* _Your task_:
Show each line of the rows below that contains the string "seatbelt", copying the whole line. Treat uppercase and lowercase as different.
====== Provided data
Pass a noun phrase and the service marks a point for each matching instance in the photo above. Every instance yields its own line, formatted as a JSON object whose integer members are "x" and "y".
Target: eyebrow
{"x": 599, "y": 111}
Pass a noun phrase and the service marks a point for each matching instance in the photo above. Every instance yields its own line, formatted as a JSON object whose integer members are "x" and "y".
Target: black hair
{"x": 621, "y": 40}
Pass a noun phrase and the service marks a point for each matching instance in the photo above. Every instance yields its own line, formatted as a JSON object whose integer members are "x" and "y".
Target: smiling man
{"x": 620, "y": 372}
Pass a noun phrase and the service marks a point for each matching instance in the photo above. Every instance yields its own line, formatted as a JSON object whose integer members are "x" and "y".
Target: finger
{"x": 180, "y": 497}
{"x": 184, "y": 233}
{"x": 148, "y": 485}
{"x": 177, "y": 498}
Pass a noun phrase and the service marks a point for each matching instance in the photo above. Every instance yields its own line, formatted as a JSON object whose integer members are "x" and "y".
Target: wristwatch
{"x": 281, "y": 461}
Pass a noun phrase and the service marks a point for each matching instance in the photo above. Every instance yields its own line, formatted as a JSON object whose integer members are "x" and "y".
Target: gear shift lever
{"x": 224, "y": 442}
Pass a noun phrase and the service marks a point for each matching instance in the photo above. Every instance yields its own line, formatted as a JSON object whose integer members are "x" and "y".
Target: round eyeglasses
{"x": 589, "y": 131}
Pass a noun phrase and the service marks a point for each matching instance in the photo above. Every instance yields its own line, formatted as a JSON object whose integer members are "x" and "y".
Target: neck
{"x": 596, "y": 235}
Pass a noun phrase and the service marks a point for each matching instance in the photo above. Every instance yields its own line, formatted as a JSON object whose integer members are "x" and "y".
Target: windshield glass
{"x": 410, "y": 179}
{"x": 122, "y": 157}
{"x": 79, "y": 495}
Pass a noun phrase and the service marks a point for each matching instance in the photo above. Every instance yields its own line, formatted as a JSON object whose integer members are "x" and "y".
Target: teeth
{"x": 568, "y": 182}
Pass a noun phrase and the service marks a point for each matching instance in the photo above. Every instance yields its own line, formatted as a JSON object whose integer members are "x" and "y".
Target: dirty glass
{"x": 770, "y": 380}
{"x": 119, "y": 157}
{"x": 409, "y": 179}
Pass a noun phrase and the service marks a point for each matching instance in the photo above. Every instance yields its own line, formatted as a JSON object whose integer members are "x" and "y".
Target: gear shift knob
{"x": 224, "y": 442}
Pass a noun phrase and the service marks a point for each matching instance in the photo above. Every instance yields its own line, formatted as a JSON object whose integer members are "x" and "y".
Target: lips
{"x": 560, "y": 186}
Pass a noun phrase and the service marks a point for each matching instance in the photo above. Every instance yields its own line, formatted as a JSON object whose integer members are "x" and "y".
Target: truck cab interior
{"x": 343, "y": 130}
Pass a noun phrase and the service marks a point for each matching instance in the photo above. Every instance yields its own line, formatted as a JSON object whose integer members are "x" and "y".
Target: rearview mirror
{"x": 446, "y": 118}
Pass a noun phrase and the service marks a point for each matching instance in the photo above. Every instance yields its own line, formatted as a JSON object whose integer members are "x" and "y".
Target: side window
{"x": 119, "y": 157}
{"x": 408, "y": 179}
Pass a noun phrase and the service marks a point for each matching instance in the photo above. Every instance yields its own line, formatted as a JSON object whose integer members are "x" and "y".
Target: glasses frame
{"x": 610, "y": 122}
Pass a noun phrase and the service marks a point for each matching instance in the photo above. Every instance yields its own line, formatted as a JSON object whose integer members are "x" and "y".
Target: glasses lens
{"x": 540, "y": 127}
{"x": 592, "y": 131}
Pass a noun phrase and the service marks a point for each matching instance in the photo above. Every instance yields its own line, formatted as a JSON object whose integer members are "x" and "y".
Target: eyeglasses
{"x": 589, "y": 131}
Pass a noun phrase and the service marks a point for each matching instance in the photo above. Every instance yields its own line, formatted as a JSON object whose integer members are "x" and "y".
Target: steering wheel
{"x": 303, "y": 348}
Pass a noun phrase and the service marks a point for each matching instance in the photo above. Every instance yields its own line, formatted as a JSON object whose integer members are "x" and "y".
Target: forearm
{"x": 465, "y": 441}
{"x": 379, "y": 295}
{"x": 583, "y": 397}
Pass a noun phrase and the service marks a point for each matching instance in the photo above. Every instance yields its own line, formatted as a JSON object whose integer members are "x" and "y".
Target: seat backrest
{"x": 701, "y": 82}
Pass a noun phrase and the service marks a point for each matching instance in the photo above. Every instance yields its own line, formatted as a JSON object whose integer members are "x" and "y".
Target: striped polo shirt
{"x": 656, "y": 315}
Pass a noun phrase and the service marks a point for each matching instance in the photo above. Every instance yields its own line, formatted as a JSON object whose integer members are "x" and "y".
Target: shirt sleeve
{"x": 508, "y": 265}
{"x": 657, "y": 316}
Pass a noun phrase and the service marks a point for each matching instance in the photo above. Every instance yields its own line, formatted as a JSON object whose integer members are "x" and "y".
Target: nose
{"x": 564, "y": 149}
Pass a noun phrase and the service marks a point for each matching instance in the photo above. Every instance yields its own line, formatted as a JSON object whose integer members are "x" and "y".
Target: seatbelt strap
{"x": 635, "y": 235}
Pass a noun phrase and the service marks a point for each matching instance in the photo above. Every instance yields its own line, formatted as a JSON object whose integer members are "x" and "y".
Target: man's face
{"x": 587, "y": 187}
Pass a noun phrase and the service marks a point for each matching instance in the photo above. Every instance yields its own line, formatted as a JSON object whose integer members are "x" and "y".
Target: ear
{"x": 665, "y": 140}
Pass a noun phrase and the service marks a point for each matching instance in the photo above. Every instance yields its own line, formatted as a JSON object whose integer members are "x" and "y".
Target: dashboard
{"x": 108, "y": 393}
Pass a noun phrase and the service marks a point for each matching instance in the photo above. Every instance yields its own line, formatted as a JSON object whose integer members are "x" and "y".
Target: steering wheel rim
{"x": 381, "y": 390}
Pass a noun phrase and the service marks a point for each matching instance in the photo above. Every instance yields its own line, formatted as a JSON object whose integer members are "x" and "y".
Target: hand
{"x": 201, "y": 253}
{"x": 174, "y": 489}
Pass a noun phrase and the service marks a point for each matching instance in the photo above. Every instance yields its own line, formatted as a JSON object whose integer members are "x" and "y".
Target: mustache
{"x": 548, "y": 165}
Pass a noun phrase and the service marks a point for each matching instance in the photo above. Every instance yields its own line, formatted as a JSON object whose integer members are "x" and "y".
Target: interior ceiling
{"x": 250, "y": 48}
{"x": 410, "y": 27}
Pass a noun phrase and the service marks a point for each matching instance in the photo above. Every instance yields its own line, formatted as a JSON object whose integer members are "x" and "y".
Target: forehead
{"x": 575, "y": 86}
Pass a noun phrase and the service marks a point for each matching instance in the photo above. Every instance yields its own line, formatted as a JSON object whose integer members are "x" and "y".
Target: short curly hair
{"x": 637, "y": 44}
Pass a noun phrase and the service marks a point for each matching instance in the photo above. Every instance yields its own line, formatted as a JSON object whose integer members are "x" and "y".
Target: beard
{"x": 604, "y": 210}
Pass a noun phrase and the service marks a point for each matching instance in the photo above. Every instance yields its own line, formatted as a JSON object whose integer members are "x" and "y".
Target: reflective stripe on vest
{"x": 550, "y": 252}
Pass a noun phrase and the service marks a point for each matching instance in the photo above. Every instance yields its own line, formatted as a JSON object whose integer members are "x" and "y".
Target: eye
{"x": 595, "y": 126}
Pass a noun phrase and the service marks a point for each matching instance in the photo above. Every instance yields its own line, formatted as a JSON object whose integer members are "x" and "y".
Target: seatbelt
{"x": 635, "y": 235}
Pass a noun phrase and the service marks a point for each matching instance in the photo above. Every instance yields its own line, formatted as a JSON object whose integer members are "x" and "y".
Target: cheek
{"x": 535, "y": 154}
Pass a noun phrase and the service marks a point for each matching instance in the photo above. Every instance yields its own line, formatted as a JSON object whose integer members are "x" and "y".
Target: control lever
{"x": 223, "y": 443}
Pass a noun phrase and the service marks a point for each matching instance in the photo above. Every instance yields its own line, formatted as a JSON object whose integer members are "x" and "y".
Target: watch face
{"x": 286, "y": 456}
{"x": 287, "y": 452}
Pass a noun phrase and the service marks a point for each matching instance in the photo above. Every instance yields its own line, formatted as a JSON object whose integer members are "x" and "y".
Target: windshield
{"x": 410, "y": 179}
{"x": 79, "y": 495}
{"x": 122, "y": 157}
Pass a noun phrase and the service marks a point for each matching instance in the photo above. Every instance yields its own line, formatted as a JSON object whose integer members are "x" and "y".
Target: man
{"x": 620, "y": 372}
============
* _Exercise answer_:
Target: seatbelt strap
Target: seatbelt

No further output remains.